__Compito richiesto 1__
Riscrivi i record a partire dalla riga che contiene "Drop one marker on each instance of the soldier's face" e proseguendo fino all'ultima riga dei record, richieste comprese. Sposta ogni coordinata delle risposte aggiungendovi 19.

__Brano__

--------------------

Aggiornamento: 1 feb 2023

Forma artistica o simbolo di scarsa affidabilità, i tatuaggi hanno una lunga storia, che ha influenzato anche il cinema e la letteratura.


Di: Gabriele Lazzari

C'è chi li considera una forma di espressione artistica al pari di pittura e scultura e chi invece li reputa sinonimo di criminalità e disagio. I tatuaggi suscitano sempre grandi dibattiti e a volte anche pregiudizi. Pochi, però, si soffermano a studiarne l'origine e l'influenza che hanno avuto nella cultura di massa. Tra romanzi, film e canzoni, i tatuaggi hanno da sempre occupato un posto di rilievo all'interno della narrazione popolare. Ma qual è la loro origine?


Il termine tatuaggio deriva dal francese tatouage, a sua volta derivato dal termine anglosassone tattoo, adattamento del samoano tatau. Tra le civiltà antiche in cui si sviluppò il tatuaggio figurano l'Egitto ma anche l'antica Roma. In Europa però i tatuaggi restano una forma espressiva poco comune.

--------------------

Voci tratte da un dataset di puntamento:
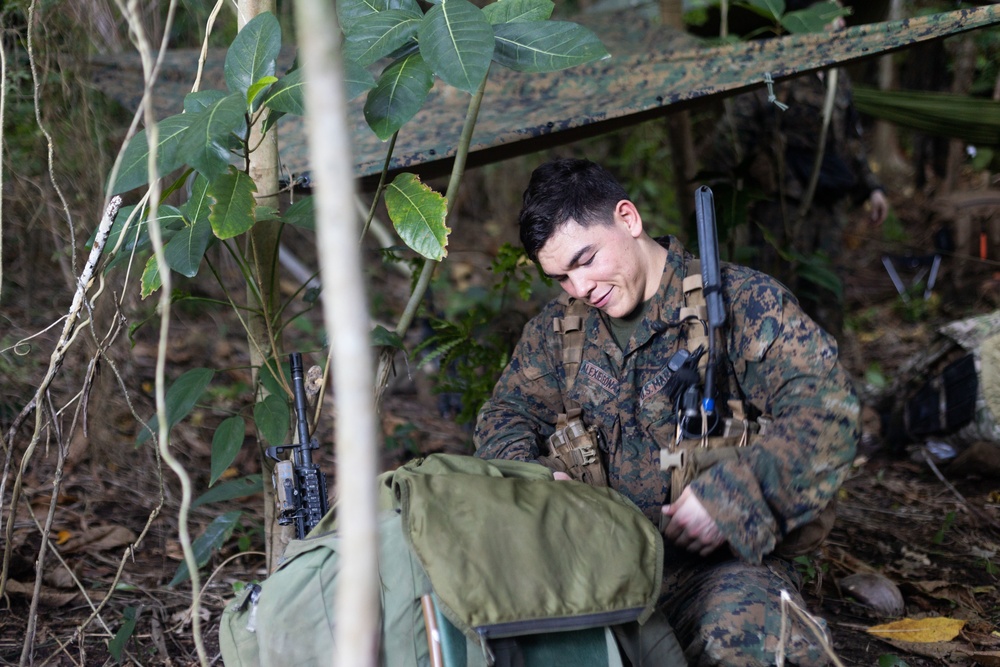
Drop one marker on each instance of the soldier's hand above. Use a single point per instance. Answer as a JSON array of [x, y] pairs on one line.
[[691, 527]]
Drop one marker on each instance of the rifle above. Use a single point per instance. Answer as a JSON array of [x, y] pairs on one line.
[[698, 403], [299, 484], [711, 282]]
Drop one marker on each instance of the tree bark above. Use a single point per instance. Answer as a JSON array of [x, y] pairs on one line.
[[679, 129], [885, 140], [347, 321], [964, 55], [262, 251]]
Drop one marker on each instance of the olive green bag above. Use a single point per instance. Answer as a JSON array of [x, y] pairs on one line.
[[521, 570]]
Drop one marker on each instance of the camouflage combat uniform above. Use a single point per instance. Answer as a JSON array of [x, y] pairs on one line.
[[726, 610], [776, 149]]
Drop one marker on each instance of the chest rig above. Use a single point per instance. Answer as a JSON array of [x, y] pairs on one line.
[[574, 447], [700, 442]]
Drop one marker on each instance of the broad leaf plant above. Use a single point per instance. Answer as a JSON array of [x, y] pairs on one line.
[[393, 52]]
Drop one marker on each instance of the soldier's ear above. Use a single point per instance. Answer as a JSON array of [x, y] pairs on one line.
[[627, 214]]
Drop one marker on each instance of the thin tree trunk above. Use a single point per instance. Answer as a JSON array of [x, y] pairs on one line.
[[262, 251], [886, 140], [679, 128], [964, 56], [347, 322]]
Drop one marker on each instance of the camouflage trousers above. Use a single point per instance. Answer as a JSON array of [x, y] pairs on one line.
[[821, 234], [729, 613]]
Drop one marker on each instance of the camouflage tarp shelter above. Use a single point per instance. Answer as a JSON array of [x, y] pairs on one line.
[[653, 71]]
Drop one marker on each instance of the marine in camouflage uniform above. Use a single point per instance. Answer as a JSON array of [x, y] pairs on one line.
[[724, 604], [774, 150]]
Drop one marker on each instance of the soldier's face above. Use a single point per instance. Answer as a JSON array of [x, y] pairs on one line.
[[599, 264]]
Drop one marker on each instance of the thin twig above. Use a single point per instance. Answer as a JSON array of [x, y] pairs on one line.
[[55, 363]]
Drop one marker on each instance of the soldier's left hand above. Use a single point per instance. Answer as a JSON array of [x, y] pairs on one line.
[[691, 527]]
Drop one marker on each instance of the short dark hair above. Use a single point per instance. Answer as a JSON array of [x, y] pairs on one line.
[[566, 189]]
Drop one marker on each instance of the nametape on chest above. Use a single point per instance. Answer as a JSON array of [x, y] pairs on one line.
[[600, 377]]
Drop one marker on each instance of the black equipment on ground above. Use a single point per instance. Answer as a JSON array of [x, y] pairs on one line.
[[299, 484]]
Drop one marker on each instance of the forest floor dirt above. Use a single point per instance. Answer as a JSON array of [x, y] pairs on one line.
[[926, 525]]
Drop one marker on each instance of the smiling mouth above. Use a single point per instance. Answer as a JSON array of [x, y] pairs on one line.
[[603, 301]]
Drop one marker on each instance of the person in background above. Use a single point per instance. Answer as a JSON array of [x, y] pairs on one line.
[[770, 145], [732, 529]]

--------------------

__Compito richiesto 2__
Rispondi a queste domande sul brano dedicato ai tatuaggi:
(a) A quali forme d'arte li paragona chi considera i tatuaggi una forma di espressione artistica?
(b) Da quale termine francese deriva la parola "tatuaggio"?
(c) Quali civiltà antiche sono citate tra quelle in cui si sviluppò il tatuaggio?

__Risultato dell'esercizio 1__
Drop one marker on each instance of the soldier's face above. Use a single point per instance. Answer as a JSON array of [x, y] pairs on one line.
[[618, 283]]
Drop one marker on each instance of the thin twig above. Use a single point per instance. Answer as a JSON array of [x, y] pairs on one line.
[[74, 382]]
Drop one marker on each instance of the soldier's left hand above. Use a single point per instance. Answer as a JSON array of [x, y] pairs on one line.
[[710, 546]]
Drop one marker on each instance of the short dark hair above. Use a single point per instance. Answer as a JSON array of [x, y] pairs on one line.
[[585, 208]]
Drop one marker on each instance of the nametape on chest above. Use a single point per instance. Answer as a JSON array of [x, y] pairs on one line.
[[619, 396]]
Drop one marker on each instance of the black equipment on ground above. Use a single point per instance. Answer as a JSON array of [x, y] pairs on one line.
[[318, 503]]
Drop one marker on each instance of the forest floor dirt above. Use a single point per instance. Answer as a JSON array of [x, y] pairs on one line.
[[945, 544]]
Drop one marker on each instance of the smiling mouth above. Use a single point per instance. Answer as a JSON array of [x, y] pairs on one line.
[[622, 320]]
Drop one marker on each instance of the person in background above. Use a single point per instance. Answer as a JSON array of [x, y] pairs on one line.
[[789, 164], [751, 548]]

__Risultato dell'esercizio 2__
(a) Alla pittura e alla scultura.
(b) Da "tatouage".
(c) L'Egitto e l'antica Roma.